GIVEN INSTRUCTION 1:
Extract the section of the passage on Zukofsky from "And remain there." to "to affect reality.".
GIVEN INSTRUCTION 2:
According to the passage on Zukofsky, how much work went into the first canzone alone?

Or to put it another way: the constraint is invisible like love in Cavalcanti’s canzone (“E non si puo chonosciere per lo viso”), like labor in Marx’s capital; invisible, yet potent and real. To quote Zukofsky quoting Marx: “The process disappears in the product”. This invisible constraint testifies to Zukofsky’s faith in the transforming capacity of labor, in its capacity to transmute material, to shine through, to fluoresce[14] as he put it. Similarly the fetishistic mode of quotation testifies to a faith that the reading, selecting, copying, condensing process can crystallize in a single word.

And remain there. When Zukofsky later uses the word “semblance” in the essay “Poetry for my son”, the memory of its original context survives: “words which are the semblance(s) of things” (Prepositions 7). Replace semblance by fetish and you have a statement that enlightens Zukofsky’s approach to words: “words which are the fetishes of things”, i.e. words not as transparent signs but objects, obdurate ends in themselves.

Interestingly, the process of the memory of words combines a fetishistic practice and its opposite, a faith in fluorescence, in the ability of the invisible work — seven years of thought and two years of writing for the first canzone alone — to shine through, to affect reality.

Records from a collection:
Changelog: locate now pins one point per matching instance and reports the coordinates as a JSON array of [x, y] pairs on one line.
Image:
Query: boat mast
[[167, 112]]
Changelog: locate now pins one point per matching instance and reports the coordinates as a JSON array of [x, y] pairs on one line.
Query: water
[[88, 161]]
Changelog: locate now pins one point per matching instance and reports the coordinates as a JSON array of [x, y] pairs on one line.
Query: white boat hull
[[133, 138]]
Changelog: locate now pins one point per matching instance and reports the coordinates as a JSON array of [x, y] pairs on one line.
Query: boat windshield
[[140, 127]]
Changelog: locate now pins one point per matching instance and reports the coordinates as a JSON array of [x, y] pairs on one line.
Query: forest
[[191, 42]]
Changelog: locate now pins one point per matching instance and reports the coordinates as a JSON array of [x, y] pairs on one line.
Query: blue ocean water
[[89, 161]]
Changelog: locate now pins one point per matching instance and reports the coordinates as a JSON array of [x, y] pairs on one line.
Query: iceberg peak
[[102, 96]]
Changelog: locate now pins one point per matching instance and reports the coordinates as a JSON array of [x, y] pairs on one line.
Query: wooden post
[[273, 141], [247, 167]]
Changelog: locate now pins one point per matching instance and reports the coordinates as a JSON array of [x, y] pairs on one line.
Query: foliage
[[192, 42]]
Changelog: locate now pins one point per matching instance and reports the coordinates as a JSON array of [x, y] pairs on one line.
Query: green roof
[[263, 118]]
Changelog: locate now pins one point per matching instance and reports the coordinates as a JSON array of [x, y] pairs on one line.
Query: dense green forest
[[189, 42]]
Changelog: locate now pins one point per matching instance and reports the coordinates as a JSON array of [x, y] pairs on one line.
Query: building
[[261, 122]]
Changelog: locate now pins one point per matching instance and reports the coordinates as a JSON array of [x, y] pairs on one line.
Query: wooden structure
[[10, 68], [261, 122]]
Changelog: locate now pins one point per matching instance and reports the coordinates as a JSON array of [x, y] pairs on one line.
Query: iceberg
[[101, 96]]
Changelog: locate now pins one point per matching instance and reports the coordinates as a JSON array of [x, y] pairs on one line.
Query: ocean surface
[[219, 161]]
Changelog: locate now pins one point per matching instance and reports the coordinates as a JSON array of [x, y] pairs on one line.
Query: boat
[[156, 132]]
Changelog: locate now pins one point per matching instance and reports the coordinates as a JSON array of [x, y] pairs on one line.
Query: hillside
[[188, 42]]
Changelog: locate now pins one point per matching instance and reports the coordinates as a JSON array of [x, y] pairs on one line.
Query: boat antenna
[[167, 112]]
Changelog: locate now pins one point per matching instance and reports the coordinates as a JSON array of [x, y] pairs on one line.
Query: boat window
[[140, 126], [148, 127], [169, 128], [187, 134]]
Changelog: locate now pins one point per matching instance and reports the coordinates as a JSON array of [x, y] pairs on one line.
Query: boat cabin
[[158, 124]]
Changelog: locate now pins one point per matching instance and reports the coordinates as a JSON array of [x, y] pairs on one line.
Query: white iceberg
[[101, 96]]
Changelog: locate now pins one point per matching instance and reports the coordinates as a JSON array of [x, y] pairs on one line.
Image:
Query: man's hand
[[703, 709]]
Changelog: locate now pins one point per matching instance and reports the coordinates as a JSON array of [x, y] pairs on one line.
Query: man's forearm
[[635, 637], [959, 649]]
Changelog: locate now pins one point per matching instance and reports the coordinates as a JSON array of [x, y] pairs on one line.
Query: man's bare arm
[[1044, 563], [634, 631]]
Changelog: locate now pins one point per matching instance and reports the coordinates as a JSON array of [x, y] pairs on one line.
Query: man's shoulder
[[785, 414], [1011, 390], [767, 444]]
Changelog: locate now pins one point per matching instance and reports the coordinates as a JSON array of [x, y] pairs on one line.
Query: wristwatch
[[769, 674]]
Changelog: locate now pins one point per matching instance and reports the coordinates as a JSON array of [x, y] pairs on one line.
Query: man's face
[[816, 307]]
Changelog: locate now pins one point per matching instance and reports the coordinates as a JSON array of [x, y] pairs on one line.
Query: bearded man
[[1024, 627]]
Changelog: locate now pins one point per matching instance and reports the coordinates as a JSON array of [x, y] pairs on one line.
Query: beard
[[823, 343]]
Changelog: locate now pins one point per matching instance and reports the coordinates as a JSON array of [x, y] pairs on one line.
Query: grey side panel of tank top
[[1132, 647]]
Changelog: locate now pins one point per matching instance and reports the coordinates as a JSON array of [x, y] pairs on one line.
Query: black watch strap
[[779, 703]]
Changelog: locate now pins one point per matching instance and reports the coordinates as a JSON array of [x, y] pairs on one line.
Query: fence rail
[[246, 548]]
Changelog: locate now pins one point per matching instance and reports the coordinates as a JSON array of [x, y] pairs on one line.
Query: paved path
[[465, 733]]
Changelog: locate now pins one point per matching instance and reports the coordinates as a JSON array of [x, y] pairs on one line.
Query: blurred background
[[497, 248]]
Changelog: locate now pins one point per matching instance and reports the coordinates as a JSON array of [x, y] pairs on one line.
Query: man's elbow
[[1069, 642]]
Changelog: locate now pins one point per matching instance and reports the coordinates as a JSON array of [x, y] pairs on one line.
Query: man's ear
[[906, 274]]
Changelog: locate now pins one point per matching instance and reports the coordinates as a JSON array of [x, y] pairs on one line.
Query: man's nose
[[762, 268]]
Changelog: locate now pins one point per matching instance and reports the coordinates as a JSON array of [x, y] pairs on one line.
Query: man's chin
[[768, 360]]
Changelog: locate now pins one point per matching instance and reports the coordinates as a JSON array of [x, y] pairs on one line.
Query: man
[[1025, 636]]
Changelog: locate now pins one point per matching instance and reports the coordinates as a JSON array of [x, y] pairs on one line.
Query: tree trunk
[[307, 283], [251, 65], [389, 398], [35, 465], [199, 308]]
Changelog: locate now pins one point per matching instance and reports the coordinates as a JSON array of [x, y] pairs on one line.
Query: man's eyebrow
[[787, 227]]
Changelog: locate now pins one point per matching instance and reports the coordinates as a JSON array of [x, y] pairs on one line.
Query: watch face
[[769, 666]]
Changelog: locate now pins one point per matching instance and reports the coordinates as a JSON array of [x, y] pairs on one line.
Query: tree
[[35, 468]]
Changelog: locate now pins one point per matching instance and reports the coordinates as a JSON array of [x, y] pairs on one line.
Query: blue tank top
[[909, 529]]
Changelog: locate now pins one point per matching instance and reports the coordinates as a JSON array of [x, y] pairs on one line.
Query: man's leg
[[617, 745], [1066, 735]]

FULL RESPONSE 1:
And remain there. When Zukofsky later uses the word “semblance” in the essay “Poetry for my son”, the memory of its original context survives: “words which are the semblance(s) of things” (Prepositions 7). Replace semblance by fetish and you have a statement that enlightens Zukofsky’s approach to words: “words which are the fetishes of things”, i.e. words not as transparent signs but objects, obdurate ends in themselves.

Interestingly, the process of the memory of words combines a fetishistic practice and its opposite, a faith in fluorescence, in the ability of the invisible work — seven years of thought and two years of writing for the first canzone alone — to shine through, to affect reality.

FULL RESPONSE 2:
Seven years of thought and two years of writing.